* **TRAVAIL À FAIRE**
Reportez tel quel le passage de l'extrait du document situé entre « Charmant accueil que » et « ne pas remarquer. », ces deux bornes comprises.

* **EXTRAIT DU DOCUMENT**
Charmant accueil que la peste jugule d’un coup de dague et de tatane.
Les premiers moments en taverne n’augurent qu’une prolongation d’un
ennui déjà bien installé. Mis à part le court défilé d’ex semblant
tenir à se faire connaître en tant que tels, rien de bien consistant.
Bill remarque toutefois une curieuse coutume qui semble réservée à
l’accueil des enfants prodigues, que son flegme d’étranger
affectionnant de conserver l’attitude crétine qui endort l’importun,
feint ne pas remarquer.
La fin de la veillée les conduit aux étages ou la distribution des
couches se fait sous la férule de la brune, et curieuse distribution
hasardeuse où l’absence totale de préméditation la conduit a constater
qu’il ne reste plus qu’une paillasse à partager.

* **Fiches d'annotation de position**
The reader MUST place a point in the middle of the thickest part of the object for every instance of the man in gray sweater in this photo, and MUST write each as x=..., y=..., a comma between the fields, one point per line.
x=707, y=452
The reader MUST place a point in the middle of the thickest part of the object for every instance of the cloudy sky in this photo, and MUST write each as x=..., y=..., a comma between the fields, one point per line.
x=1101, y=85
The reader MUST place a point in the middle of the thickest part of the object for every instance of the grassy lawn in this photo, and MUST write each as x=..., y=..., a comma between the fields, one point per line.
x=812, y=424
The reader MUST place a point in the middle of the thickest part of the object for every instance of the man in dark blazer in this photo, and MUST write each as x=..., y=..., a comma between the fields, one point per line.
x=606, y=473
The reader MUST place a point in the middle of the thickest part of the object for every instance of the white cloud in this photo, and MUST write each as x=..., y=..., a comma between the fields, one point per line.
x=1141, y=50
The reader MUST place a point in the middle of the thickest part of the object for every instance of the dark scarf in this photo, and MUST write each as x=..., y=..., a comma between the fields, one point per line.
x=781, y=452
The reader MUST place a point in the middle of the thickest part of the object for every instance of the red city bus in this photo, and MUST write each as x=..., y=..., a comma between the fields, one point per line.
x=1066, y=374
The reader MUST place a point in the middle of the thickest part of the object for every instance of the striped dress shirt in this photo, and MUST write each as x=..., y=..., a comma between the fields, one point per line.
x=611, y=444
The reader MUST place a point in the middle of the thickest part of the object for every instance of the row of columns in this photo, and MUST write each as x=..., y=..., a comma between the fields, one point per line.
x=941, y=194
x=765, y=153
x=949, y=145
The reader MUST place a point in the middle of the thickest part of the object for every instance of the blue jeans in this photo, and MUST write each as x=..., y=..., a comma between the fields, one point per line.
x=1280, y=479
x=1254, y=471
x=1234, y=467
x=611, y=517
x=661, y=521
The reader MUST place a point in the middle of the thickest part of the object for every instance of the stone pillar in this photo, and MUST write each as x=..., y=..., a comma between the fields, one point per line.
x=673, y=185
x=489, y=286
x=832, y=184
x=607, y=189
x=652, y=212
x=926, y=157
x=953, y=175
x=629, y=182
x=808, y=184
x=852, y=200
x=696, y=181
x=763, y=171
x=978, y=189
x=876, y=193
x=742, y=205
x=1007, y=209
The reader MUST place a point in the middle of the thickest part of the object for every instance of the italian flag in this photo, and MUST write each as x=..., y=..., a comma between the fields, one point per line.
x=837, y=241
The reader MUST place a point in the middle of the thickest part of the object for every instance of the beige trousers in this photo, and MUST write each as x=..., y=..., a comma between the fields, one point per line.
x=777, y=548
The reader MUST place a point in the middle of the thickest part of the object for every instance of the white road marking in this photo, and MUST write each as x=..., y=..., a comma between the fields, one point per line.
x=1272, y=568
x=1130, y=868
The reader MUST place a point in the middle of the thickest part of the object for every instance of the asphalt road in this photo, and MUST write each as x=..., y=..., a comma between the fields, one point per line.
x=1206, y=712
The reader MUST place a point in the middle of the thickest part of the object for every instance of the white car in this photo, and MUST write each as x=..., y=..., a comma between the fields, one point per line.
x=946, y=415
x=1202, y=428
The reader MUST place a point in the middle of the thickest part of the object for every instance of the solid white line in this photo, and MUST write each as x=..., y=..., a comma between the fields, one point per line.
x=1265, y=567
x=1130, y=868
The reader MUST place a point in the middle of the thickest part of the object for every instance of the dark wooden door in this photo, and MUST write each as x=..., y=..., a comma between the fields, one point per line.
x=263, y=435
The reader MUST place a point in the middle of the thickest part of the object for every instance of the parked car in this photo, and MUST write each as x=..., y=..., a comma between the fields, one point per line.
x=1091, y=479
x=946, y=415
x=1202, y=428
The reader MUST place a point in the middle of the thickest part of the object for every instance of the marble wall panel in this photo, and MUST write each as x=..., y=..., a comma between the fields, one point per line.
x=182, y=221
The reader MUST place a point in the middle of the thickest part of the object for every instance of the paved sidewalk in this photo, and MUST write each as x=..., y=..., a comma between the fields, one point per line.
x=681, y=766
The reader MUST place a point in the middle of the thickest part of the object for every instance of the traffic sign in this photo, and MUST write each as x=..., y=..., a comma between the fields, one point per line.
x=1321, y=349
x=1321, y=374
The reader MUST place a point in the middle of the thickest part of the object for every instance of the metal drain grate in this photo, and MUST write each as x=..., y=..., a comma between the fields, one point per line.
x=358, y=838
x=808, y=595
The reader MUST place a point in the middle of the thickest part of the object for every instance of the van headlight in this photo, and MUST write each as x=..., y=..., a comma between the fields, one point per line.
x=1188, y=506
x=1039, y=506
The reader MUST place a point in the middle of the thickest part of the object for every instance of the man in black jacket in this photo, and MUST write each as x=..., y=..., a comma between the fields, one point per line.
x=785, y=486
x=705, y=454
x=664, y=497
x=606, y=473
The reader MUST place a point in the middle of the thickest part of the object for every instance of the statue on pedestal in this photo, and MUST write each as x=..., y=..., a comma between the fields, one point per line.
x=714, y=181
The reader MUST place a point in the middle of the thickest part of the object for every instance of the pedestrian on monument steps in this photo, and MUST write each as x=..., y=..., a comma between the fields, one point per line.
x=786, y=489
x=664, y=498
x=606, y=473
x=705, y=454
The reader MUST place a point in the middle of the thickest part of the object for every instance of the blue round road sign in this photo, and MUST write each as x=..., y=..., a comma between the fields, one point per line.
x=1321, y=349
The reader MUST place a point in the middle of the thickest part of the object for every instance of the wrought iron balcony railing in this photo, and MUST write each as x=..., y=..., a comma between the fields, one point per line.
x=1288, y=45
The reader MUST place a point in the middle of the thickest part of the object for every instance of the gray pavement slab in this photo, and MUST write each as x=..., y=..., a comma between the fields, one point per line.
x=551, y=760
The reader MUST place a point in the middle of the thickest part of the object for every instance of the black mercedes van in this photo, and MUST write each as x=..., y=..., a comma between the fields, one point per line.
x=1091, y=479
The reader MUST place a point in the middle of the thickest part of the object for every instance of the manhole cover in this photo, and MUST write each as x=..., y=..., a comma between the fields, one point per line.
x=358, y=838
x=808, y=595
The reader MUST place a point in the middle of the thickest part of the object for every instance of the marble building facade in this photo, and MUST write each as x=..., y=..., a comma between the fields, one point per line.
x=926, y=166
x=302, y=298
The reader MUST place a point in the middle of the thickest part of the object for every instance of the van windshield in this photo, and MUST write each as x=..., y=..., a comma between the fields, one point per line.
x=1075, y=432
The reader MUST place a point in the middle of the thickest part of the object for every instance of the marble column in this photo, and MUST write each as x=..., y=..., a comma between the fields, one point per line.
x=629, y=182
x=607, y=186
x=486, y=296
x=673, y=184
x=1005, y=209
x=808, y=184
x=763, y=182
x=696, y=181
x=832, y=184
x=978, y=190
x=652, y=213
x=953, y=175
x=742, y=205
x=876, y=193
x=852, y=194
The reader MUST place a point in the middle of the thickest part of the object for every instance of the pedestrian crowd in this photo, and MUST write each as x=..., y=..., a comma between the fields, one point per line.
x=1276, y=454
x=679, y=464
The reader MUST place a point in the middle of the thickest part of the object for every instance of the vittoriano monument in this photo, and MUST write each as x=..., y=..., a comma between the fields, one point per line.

* **RÉPONSE DE L'EXERCICE**
Charmant accueil que la peste jugule d’un coup de dague et de tatane.
Les premiers moments en taverne n’augurent qu’une prolongation d’un
ennui déjà bien installé. Mis à part le court défilé d’ex semblant
tenir à se faire connaître en tant que tels, rien de bien consistant.
Bill remarque toutefois une curieuse coutume qui semble réservée à
l’accueil des enfants prodigues, que son flegme d’étranger
affectionnant de conserver l’attitude crétine qui endort l’importun,
feint ne pas remarquer.